SHORT TASK. Rename "endpoint" to "annotator" everywhere in the data below, and leave every other word as it is.

[Location identification items]

=======

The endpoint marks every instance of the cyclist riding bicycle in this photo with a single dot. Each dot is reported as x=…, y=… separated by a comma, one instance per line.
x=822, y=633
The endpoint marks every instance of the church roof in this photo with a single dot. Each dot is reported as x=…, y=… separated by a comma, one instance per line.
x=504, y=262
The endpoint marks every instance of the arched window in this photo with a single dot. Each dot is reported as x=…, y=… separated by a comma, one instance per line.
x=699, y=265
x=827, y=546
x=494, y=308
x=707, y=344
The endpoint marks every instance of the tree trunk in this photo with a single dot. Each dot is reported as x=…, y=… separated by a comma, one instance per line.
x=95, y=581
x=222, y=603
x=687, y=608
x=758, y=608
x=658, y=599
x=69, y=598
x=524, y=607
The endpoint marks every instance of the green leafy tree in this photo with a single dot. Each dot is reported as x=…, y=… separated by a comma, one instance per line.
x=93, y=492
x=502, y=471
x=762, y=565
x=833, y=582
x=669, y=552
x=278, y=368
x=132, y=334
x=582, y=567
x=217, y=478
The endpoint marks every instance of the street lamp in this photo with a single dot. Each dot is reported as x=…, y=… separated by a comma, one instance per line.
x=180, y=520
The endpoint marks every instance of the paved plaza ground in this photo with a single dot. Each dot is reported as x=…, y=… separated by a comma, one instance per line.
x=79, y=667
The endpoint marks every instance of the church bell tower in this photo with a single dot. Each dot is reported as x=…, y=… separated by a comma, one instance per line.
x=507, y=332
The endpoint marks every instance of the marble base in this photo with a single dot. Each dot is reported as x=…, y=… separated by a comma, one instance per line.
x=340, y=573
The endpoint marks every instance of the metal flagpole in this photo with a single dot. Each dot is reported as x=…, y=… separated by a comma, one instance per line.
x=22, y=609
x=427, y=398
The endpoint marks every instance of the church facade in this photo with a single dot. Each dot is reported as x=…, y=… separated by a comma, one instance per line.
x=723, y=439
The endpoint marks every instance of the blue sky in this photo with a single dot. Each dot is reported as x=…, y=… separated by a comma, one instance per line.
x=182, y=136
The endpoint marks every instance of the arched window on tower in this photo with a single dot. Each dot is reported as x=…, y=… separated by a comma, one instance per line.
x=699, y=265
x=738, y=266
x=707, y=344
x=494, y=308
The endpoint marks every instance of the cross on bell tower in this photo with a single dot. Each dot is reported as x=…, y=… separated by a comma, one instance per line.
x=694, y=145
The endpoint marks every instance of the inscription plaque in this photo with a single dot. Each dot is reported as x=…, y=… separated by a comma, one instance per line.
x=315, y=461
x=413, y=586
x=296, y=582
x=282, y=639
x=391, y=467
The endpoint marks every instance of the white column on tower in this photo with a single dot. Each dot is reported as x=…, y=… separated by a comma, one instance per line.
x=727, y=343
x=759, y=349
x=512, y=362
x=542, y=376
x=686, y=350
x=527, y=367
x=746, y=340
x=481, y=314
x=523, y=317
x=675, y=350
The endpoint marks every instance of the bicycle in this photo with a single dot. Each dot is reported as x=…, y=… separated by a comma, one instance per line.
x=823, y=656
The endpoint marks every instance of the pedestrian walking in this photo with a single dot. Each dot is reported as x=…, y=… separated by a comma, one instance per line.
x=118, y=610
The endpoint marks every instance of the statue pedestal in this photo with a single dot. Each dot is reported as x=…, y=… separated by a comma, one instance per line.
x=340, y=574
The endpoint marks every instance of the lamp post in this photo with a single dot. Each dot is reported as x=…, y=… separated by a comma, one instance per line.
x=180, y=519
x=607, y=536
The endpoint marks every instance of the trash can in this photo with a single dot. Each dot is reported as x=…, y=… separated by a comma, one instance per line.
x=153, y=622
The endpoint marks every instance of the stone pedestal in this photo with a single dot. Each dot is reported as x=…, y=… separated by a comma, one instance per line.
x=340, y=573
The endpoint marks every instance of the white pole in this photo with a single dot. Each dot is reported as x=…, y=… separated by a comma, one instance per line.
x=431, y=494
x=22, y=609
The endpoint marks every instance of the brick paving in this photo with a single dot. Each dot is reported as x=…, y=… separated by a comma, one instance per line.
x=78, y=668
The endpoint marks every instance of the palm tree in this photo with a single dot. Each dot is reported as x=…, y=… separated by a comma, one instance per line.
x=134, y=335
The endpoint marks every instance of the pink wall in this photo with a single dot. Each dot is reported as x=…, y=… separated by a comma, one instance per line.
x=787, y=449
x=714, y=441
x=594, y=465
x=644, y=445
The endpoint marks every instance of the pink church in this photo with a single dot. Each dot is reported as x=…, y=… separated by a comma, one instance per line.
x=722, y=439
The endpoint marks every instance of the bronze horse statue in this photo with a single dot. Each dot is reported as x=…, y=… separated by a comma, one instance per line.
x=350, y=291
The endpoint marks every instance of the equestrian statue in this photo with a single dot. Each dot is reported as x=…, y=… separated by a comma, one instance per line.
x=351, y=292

=======

EXPECTED OUTPUT.
The annotator marks every instance of the cyclist riding bicycle in this photo with a single dot. Each dot is reported as x=…, y=… separated by a comma, one instance per line.
x=822, y=633
The annotator marks every instance of the church roof in this photo with a single dot. Each dot is reported as x=…, y=… separated by a comma, one instance per line.
x=504, y=262
The annotator marks every instance of the arched window in this photo with a single dot. Each dot is reported as x=…, y=… separated by a comma, one instance per line.
x=699, y=265
x=827, y=546
x=494, y=308
x=707, y=344
The annotator marks every instance of the tree trunk in this photo with a single dot. Each dot is reported as x=…, y=… separated by a comma, one instance per line.
x=95, y=581
x=222, y=603
x=687, y=608
x=758, y=608
x=658, y=599
x=69, y=598
x=524, y=607
The annotator marks every instance of the green leafy tree in this photo with a single dot. Each dot is reported as x=…, y=… separated by a comma, one instance per line.
x=93, y=492
x=502, y=471
x=762, y=565
x=833, y=582
x=669, y=552
x=278, y=368
x=132, y=334
x=582, y=567
x=217, y=478
The annotator marks every instance of the street lamp in this photo with a single dot. Each dot is reported as x=…, y=… separated by a comma, one instance per line.
x=180, y=520
The annotator marks every instance of the paved plaza ground in this photo with a single dot. Each dot is reported as x=…, y=… separated by a comma, one instance per line.
x=79, y=667
The annotator marks every instance of the church bell tower in this photo with a single dot. Each dot is reported as x=…, y=… separated by a comma, one instance per line.
x=507, y=332
The annotator marks every instance of the marble base in this photo with a single dot. Each dot is reported as x=…, y=… separated by a comma, one instance per line.
x=340, y=573
The annotator marks every instance of the metal flagpole in this photo with a single dot. Each dot is reported as x=…, y=… separated by a comma, one instance per line.
x=22, y=609
x=427, y=398
The annotator marks every instance of the church facade in this photo with a single dot. Each dot is reported as x=…, y=… separated by a comma, one instance per line.
x=723, y=439
The annotator marks every instance of the blue sky in this photo with a single dot. Each dot is reported as x=…, y=… separated by a comma, one instance per line.
x=182, y=136
The annotator marks every instance of the arched window on tower in this photo with a single dot. Each dot is reported as x=…, y=… separated by a comma, one instance per line.
x=699, y=265
x=738, y=266
x=707, y=344
x=494, y=308
The annotator marks every instance of the cross on bell tower in this photo with a single dot. Each dot is reported as x=…, y=… separated by a comma, one instance per line.
x=694, y=145
The annotator marks every instance of the inscription plaque in this photo with a single dot. Each dot is reported as x=…, y=… separated by a comma, one instance per line.
x=315, y=461
x=413, y=586
x=296, y=582
x=282, y=639
x=391, y=467
The annotator marks every instance of the white column on tower in this photo with a single dot. Each dot is reported as x=…, y=… separated by a comma, one instance per line.
x=727, y=343
x=759, y=349
x=512, y=362
x=542, y=376
x=686, y=350
x=527, y=367
x=746, y=340
x=481, y=314
x=523, y=317
x=675, y=350
The annotator marks every instance of the bicycle in this photo with a single dot. Each dot is reported as x=…, y=… separated by a comma, one instance per line.
x=823, y=656
The annotator marks every instance of the pedestrian walking in this photo with a single dot. Each dot is reported as x=…, y=… separated by a comma, one instance per line.
x=118, y=610
The annotator marks every instance of the statue pedestal in this photo with a single dot. Each dot is reported as x=…, y=… separated by a comma, one instance per line.
x=340, y=574
The annotator marks every instance of the lamp post in this photo with a single dot. Each dot is reported as x=…, y=… separated by a comma, one instance per line.
x=180, y=519
x=607, y=536
The annotator marks every instance of the trash can in this photo with a single dot. Each dot is reported as x=…, y=… separated by a comma, one instance per line.
x=153, y=622
The annotator marks every instance of the stone pedestal in this photo with a single dot. Each dot is reported as x=…, y=… separated by a comma, one instance per line.
x=340, y=573
The annotator marks every instance of the white pole in this photo with a single dot. Each dot is reported as x=…, y=… separated by a comma, one instance per line.
x=431, y=494
x=22, y=609
The annotator marks every instance of the brick paving in this photo with a single dot. Each dot is reported as x=…, y=… separated by a comma, one instance per line.
x=78, y=668
The annotator marks every instance of the palm tree in this photo with a single dot. Each dot is reported as x=…, y=… separated by a comma, one instance per line.
x=134, y=335
The annotator marks every instance of the pink wall in this photo with a single dot. Each dot is reported as x=…, y=… separated by a comma, one instance per line.
x=787, y=449
x=714, y=441
x=594, y=465
x=644, y=445
The annotator marks every instance of the pink church in this photo with a single dot. Each dot is reported as x=…, y=… separated by a comma, one instance per line.
x=722, y=439
The annotator marks every instance of the bronze horse statue in this photo with a single dot. Each dot is reported as x=…, y=… separated by a comma, one instance per line.
x=350, y=291
The annotator marks every instance of the equestrian statue in this photo with a single dot. Each dot is reported as x=…, y=… separated by a comma, one instance per line.
x=351, y=292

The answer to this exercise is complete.